* **Exercise aim**
Can you convert the lines of the listing below, from the line containing "the yellow chevrolet" through the end of the listing, into a numbered list with any blank lines omitted?

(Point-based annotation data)
+ + + + + + +
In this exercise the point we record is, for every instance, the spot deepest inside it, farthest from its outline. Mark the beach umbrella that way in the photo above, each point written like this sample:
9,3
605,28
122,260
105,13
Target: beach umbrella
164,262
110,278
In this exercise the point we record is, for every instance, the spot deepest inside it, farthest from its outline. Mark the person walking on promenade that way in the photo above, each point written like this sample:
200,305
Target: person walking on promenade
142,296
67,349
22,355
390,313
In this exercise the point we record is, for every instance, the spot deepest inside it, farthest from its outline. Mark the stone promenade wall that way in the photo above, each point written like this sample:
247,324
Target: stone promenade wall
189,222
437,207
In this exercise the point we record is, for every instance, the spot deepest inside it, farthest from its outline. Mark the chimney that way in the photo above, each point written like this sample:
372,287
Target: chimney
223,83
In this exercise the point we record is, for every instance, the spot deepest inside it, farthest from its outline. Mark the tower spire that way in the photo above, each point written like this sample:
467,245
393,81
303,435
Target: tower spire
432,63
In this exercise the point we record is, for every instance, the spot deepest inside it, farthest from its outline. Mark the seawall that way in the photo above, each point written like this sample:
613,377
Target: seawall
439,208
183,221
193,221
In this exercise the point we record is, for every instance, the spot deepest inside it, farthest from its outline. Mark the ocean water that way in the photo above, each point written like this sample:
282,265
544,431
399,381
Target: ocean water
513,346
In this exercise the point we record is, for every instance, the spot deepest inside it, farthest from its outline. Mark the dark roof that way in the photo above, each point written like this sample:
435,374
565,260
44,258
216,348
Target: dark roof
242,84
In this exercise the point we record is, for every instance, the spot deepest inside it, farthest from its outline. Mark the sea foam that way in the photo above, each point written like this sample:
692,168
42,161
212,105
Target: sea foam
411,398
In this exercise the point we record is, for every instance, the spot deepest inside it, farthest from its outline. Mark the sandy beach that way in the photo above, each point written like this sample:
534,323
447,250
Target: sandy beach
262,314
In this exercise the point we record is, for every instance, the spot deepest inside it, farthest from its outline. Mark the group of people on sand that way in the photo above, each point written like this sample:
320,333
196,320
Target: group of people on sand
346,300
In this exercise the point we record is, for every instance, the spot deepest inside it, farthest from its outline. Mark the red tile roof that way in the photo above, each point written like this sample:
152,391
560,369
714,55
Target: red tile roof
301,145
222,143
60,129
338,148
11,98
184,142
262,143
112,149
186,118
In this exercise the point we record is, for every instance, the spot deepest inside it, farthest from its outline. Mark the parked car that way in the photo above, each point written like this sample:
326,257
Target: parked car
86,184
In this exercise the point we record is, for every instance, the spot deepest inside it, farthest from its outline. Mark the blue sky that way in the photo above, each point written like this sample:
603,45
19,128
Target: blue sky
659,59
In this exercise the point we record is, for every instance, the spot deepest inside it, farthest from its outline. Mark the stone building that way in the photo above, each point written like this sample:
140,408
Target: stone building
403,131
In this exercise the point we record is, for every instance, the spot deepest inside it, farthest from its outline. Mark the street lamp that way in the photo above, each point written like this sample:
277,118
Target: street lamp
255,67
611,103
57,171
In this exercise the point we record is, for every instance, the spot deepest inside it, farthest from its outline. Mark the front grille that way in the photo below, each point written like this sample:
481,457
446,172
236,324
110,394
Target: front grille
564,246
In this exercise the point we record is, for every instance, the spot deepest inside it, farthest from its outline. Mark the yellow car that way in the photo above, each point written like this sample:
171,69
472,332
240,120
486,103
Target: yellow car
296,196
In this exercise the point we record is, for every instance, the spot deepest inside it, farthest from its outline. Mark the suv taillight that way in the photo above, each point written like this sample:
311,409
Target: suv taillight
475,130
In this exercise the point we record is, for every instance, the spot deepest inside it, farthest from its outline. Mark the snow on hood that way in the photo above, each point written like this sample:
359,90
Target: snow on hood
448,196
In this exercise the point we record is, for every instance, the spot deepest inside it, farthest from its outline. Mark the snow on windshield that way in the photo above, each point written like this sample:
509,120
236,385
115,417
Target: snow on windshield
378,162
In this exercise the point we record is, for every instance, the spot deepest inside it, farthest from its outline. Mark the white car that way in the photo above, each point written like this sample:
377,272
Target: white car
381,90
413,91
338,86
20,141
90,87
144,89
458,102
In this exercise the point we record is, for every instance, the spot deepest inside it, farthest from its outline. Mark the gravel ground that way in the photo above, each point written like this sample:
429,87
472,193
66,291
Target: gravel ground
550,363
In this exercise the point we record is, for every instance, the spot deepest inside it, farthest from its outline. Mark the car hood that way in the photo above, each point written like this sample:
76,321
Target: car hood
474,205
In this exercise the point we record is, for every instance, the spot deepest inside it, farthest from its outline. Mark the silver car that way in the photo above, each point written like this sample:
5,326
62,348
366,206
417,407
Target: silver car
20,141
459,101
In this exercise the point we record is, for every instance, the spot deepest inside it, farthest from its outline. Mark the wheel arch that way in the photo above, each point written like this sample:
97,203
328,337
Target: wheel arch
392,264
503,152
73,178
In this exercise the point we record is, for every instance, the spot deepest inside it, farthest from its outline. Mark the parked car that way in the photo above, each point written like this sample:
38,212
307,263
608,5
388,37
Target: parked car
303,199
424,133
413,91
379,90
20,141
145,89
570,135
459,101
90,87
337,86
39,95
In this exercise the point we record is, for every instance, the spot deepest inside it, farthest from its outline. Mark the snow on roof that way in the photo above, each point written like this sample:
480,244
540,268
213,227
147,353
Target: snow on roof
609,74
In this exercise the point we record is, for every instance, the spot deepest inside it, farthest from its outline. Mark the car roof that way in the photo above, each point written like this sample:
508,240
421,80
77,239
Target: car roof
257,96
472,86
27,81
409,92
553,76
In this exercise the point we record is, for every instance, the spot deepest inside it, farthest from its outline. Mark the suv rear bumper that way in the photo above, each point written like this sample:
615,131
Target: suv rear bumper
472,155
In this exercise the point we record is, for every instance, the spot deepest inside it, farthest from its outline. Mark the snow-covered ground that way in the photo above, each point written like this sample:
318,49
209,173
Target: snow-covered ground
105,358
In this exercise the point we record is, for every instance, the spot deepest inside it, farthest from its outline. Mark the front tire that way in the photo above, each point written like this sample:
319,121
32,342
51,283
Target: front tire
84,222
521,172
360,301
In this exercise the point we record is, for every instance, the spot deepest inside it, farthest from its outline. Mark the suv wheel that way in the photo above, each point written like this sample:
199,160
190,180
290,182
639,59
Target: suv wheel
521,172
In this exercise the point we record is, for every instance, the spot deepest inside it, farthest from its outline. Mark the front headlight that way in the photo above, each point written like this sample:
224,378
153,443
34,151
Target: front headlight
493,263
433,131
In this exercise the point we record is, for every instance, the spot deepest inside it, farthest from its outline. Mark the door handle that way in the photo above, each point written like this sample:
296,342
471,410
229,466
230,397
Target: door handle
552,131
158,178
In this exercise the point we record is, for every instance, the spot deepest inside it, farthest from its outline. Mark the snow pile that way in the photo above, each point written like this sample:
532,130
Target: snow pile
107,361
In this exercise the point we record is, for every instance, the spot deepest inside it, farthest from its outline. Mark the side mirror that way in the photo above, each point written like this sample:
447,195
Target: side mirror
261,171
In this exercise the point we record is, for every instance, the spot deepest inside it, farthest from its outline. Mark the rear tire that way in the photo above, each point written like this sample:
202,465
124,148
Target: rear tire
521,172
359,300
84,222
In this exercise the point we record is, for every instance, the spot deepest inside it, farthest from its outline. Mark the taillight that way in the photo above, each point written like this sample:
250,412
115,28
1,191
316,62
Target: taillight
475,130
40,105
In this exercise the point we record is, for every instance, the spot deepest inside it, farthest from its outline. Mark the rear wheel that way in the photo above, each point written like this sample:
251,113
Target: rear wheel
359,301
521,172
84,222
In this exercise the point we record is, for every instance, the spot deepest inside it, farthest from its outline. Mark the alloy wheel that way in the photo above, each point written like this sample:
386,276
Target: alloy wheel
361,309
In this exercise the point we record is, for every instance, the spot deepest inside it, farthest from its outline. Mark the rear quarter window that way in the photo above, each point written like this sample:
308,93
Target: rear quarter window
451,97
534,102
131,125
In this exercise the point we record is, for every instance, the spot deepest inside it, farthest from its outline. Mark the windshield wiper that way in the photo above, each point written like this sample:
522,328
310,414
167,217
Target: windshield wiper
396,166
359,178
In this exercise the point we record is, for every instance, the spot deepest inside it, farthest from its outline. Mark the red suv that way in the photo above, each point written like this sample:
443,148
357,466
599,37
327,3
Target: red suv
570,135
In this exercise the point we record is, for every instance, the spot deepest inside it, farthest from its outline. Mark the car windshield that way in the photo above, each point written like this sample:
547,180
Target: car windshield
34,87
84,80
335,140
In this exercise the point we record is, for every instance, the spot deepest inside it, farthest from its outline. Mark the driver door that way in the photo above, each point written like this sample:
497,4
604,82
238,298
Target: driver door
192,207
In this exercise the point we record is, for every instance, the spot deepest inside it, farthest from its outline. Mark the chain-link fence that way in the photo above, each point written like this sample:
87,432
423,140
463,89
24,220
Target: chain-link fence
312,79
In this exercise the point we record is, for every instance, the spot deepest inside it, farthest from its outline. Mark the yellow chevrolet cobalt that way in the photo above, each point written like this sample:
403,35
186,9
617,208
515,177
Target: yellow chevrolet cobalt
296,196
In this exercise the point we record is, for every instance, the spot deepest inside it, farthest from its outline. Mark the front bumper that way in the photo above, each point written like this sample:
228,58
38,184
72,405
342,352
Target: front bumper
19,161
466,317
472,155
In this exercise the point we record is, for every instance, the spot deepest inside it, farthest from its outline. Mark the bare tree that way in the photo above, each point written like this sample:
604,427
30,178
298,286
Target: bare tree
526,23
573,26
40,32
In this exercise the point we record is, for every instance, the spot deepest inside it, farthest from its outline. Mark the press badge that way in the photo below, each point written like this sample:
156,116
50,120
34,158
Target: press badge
+ + + + + + +
* **Worked answer**
1. In this exercise the point we record is, for every instance, the spot deepest inside it, farthest from its outline. Mark the yellow chevrolet cobalt that way in the photo above, each point written like this sample:
2. 403,35
3. 186,9
4. 617,208
5. 515,177
6. Target: yellow chevrolet cobalt
7. 296,196
8. In this exercise the point we record is, for every instance, the spot deepest inside it, farthest from its outline. Mark the front bumper that way in the photo above, each point written like this sample:
9. 228,58
10. 38,184
11. 72,405
12. 342,352
13. Target: front bumper
14. 19,161
15. 466,317
16. 472,155
17. In this exercise the point we record is, for every instance, the spot deepest inside it, farthest from its outline. Mark the bare tree that way in the photo above, each point written like this sample:
18. 604,427
19. 30,178
20. 298,286
21. Target: bare tree
22. 526,23
23. 573,26
24. 40,32
25. In this exercise the point we record is, for every instance, the spot deepest inside it, farthest from its outline. Mark the press badge that way in the photo below, each point written like this sample:
26. 156,116
27. 50,120
28. 34,158
29. Target: press badge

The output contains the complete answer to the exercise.